>> BEGIN Listed entries

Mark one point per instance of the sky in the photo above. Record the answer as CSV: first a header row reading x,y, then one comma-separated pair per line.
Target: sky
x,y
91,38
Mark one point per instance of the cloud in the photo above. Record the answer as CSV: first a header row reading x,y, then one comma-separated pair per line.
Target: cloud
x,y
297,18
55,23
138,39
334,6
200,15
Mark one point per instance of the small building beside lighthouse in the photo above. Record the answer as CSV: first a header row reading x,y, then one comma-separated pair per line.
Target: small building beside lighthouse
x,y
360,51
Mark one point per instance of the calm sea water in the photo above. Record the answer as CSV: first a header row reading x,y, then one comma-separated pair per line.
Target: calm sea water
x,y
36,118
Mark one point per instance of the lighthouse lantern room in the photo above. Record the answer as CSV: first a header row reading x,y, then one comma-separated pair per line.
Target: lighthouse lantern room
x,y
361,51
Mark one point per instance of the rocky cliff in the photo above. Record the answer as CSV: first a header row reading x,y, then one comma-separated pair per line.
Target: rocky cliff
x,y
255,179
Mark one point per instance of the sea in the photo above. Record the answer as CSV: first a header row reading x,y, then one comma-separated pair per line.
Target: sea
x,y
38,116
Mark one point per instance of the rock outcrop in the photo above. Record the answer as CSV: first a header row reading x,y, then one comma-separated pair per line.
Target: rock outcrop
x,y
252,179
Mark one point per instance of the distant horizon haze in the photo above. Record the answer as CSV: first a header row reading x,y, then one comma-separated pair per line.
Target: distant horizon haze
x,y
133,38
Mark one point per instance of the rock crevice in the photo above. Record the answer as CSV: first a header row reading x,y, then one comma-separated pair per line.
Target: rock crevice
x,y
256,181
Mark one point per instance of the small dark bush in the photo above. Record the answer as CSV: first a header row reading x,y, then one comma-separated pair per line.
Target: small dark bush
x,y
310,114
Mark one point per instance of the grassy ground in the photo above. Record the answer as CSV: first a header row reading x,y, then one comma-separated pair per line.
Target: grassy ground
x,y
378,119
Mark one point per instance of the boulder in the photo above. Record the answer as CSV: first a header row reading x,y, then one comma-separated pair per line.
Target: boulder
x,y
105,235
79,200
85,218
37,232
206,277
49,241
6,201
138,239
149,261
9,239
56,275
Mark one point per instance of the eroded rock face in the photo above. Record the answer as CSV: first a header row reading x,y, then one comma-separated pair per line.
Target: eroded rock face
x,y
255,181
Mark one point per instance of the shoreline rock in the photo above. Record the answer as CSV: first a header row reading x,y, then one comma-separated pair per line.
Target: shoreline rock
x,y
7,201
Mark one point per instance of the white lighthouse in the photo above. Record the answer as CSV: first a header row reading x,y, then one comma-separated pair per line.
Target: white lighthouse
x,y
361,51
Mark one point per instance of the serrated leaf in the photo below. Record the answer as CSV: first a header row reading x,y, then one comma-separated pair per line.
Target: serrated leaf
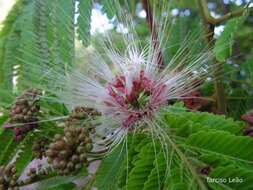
x,y
223,46
223,144
110,167
231,177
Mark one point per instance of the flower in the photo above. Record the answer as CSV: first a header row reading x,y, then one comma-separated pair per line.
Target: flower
x,y
129,86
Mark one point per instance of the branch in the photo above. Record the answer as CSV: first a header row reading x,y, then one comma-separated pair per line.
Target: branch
x,y
152,29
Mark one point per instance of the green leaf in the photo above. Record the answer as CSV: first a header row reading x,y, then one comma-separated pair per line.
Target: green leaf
x,y
223,46
143,166
233,178
109,169
108,8
223,144
83,21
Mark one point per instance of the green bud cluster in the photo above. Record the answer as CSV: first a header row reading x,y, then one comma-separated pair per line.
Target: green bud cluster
x,y
68,152
39,148
24,111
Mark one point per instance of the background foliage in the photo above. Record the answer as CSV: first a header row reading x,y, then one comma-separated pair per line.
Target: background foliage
x,y
55,34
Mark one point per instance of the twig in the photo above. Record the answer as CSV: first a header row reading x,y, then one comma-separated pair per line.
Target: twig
x,y
152,29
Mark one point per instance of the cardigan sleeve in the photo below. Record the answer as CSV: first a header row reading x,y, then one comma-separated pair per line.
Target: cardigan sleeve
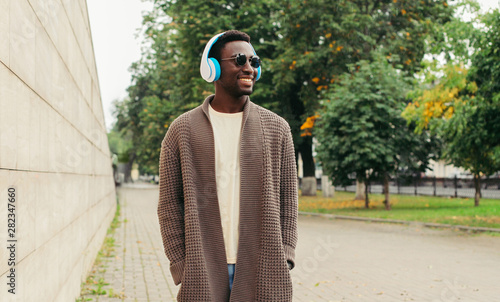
x,y
288,196
171,210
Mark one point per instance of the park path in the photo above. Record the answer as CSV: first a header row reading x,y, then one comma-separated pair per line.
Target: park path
x,y
337,260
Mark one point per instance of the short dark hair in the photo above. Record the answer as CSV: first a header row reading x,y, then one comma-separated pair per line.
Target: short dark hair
x,y
228,36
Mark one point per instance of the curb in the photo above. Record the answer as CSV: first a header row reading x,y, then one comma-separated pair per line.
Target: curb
x,y
405,222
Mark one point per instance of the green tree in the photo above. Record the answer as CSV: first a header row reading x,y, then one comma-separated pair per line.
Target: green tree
x,y
319,39
360,129
463,106
468,141
166,81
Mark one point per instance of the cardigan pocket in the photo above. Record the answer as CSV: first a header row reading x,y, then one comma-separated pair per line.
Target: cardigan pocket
x,y
177,271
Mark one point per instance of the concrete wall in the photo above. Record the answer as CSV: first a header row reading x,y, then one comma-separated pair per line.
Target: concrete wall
x,y
53,149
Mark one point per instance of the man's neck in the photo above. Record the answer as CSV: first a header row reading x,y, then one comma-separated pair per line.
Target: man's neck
x,y
226,104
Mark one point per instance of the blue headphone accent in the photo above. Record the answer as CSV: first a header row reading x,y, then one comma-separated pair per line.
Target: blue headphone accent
x,y
210,67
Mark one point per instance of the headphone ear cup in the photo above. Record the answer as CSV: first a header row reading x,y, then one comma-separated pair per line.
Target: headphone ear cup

>> END Listed entries

Required work. Begin at the line that has "Mark one point per instance of the blue" and stop after the last line of the entries, then write all of those lines out again, requests included. Shift every coordinate in the answers up by 104, leaving the numbers in the requests as they are.

Solution to this problem.
Mark one point per instance of the blue headphone accent in the photo above. Record the answer as CSV: first a header row reading x,y, then one comma-separated pair per line.
Target: blue headphone accent
x,y
314,171
Mark one point per instance of the headphone ear cup in the photo above. Record the answer as CSV: first a header row reading x,y, then one comma-separated pair per line.
Target: headphone ear cup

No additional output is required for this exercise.